• Instructions to follow
Retype all material exactly. Pictures stay out of the copy.

*** Material shown ***

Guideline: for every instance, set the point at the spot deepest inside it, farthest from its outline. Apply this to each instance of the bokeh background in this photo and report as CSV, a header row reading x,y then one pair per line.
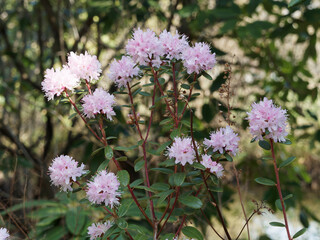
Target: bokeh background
x,y
271,48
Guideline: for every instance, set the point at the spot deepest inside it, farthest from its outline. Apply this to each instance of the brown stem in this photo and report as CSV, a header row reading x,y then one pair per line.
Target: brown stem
x,y
276,170
173,206
180,227
205,181
162,94
83,119
247,222
208,221
240,197
189,97
175,94
88,86
144,151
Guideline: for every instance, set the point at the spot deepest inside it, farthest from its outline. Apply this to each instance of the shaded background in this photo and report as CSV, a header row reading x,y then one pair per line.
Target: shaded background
x,y
271,48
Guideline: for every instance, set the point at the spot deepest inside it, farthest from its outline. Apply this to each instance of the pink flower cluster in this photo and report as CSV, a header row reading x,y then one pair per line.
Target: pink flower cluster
x,y
198,58
122,71
267,120
213,167
68,78
145,47
100,102
4,234
223,140
173,45
182,151
97,230
64,170
84,66
56,81
104,188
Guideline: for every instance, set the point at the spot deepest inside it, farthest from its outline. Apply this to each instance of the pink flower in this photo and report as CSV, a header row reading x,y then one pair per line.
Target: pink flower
x,y
122,71
4,234
104,188
84,66
64,170
173,45
100,102
56,81
267,120
198,58
182,151
97,230
225,139
213,167
145,47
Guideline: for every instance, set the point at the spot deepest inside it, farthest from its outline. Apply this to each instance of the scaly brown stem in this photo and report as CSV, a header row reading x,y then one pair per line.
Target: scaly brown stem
x,y
205,181
144,152
83,119
276,170
240,197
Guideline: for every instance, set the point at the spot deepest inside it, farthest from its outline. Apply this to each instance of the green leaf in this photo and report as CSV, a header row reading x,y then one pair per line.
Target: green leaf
x,y
163,170
124,177
299,233
122,223
108,152
174,133
277,224
165,121
191,201
264,144
265,181
192,232
75,220
288,196
136,183
206,75
163,195
178,178
103,165
279,206
160,186
145,94
228,157
138,166
294,3
198,166
287,142
124,207
287,162
185,86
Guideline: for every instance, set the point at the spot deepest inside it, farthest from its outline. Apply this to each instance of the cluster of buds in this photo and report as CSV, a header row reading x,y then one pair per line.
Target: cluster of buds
x,y
131,120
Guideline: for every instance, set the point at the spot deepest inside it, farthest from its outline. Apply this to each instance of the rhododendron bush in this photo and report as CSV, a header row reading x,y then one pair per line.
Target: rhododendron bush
x,y
179,177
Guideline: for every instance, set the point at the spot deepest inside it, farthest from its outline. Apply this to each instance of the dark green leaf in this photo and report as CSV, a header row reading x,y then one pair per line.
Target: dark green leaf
x,y
264,144
299,233
138,166
178,178
294,3
75,220
192,232
287,162
277,224
191,201
123,177
228,157
206,75
265,181
108,152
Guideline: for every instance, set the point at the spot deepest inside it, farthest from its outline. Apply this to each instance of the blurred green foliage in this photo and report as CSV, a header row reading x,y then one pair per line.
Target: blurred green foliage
x,y
275,56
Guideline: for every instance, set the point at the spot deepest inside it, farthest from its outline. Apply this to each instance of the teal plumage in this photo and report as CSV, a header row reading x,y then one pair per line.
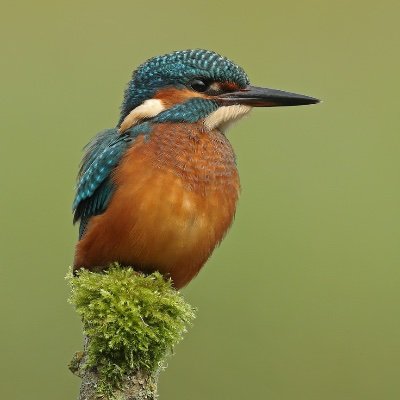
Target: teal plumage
x,y
159,191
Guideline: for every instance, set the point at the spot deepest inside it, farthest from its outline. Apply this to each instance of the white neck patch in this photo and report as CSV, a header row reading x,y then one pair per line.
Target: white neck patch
x,y
225,115
148,109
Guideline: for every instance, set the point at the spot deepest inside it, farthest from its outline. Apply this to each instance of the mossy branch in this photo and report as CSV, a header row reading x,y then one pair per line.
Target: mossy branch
x,y
131,323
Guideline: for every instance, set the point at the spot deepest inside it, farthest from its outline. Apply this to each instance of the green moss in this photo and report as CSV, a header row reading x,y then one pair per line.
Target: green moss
x,y
132,321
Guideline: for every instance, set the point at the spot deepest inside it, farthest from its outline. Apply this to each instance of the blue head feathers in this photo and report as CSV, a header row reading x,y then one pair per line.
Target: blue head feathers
x,y
178,69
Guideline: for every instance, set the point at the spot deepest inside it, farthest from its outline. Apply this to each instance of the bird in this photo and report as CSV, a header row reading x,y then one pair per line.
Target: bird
x,y
159,191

***

• Response
Guideline: for every instance, set the point at the spot deepest inside it, farthest from its outline. Apply this to each instance of the bokeh background in this photo and report as CSV, a header row reading x,y then one pair per line.
Target: bokeh background
x,y
271,48
Guideline: for every instance, set the point at the spot deepest inside it, farthest from its outline. Apply this to each instance of the brown stem in this photo and report as CSV, a header row reading x,y then one pair per line.
Target: brown stem
x,y
276,170
173,206
180,227
205,181
162,94
83,119
247,222
208,221
240,197
189,97
175,94
88,86
144,151
Guideline: for every instance, set the point at the spot deepest inside it, farthest from its outline. Apply this to each instance of the shaded background in this photo and report as CSV, a header row reading x,y then one pair per line.
Target: shaded background
x,y
271,48
Guideline: for every instance, set the point at the spot deepest inside it, farthest from its outline. Apply this to each instance of the pink flower cluster in this photo and report as CSV, a header row reading x,y then one pair per line.
Target: pink flower cluster
x,y
198,58
122,71
267,120
213,167
68,78
145,47
100,102
4,234
223,140
173,45
182,151
97,230
64,170
84,66
56,81
104,188
Guideline: for every instance, set the point at the spot deepest inside it, farthest from its outline. Apply this to each instance of the pink flower in this photo and report as CSV, a header row reading x,y then one pair per line.
Target: pink flower
x,y
122,71
4,234
104,188
84,66
64,170
173,45
100,102
56,81
267,120
198,58
182,151
97,230
225,139
213,167
145,47
Guideline: for every instance, set the point at the spot deepest inside it, farthest from its outline. Apply this to each instance of the scaly brown stem in this photo and report as CSV, a header row reading x,y then one pair per line.
Target: scaly brown stem
x,y
205,181
144,152
83,119
276,170
240,197
Guideline: for every instance, set the point at the spot deepest inside it, farthest from its outline. Apply this to each instance of the green leaf in this photo and report as CSV, a header row reading x,y then one pair per line.
Target: green leaf
x,y
163,170
124,177
299,233
122,223
108,152
174,133
277,224
165,121
191,201
264,144
265,181
192,232
75,220
288,196
136,183
206,75
163,195
178,178
103,165
279,206
160,186
145,94
228,157
138,166
294,3
198,166
287,142
124,207
287,162
185,86
Guideline: for every instance, set the point at the spot deepest inside it, farthest from its outline. Apply this to each instance of the cluster of buds in this photo and report as CSV, a header row reading x,y then one pair per line.
Target: cluster of buds
x,y
131,120
Guideline: for every instance, set the point at the spot deepest inside it, farthest from its outline. Apply this to each instance of the rhododendron bush in this photo and report as CSV, a header row reading x,y then one pair per line.
Target: rhododendron bush
x,y
179,177
Guideline: for every instance, set the point at the spot deepest inside it, farthest from its outline. Apply this to each instance of the dark green leaf in this photo and report as CSV, a header row reading x,y then one pair per line.
Target: dark green leaf
x,y
264,144
299,233
138,166
178,178
294,3
75,220
192,232
287,162
277,224
191,201
123,177
228,157
206,75
265,181
108,152
Guideline: for every instance, set the point at the spot deepest inside it, farthest from its outline. Apply this to each instance of the blurred green foliage in this photo and report as CSV, a header row reading x,y then one pair per line.
Target: blurred green foliage
x,y
275,56
Guideline: for every instance, set the point at the spot deepest inside it, farthest from its outline. Apply this to each instance of the teal plumage in this photo and report as CSV, a header row reading x,y then one pair per line.
Target: teal plumage
x,y
159,191
Guideline: for every instance, set the point at the spot deepest inside it, farthest from its outline. Apply this to each instance of the white neck patch in this photo and report as CSV, a header row reading x,y then one pair per line.
Target: white neck patch
x,y
225,115
148,109
Guideline: for every instance, set the point at the spot deepest inside it, farthest from its outline. Apply this to each instance of the mossy branch in this photo and report as CSV, a header row reading x,y then one pair per line.
Target: mossy branch
x,y
131,323
Guideline: for every instance, set the point at the spot deepest inside it, farthest from its outline. Apply this to each instance of the green moss in this photo and report as CSV, a header row reading x,y then one pair per line.
Target: green moss
x,y
132,321
Guideline: for every instance, set the point at the spot deepest inside it, farthest from its outline. Apply this to each instance of the blue head feathers in this photo and report as CSV, a header row reading x,y then one pair per line.
Target: blue head feathers
x,y
178,69
Guideline: for every instance, set the point at the spot deepest inside it, farthest from its outline. Apply this to each instance of the bird in this photo and report as CSV, a header row reading x,y then one pair per line.
Target: bird
x,y
159,191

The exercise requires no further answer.